◆ **PROVIDED DATA**
* * *

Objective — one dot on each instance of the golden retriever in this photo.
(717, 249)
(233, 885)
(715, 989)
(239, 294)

* * *

◆ **PROBLEM DETAILS**
Repeat the data in its entirety, word for word.

◆ **RESULT OF THE TASK**
Objective — one dot on each instance of the golden retriever in this photo.
(717, 249)
(233, 885)
(715, 989)
(239, 294)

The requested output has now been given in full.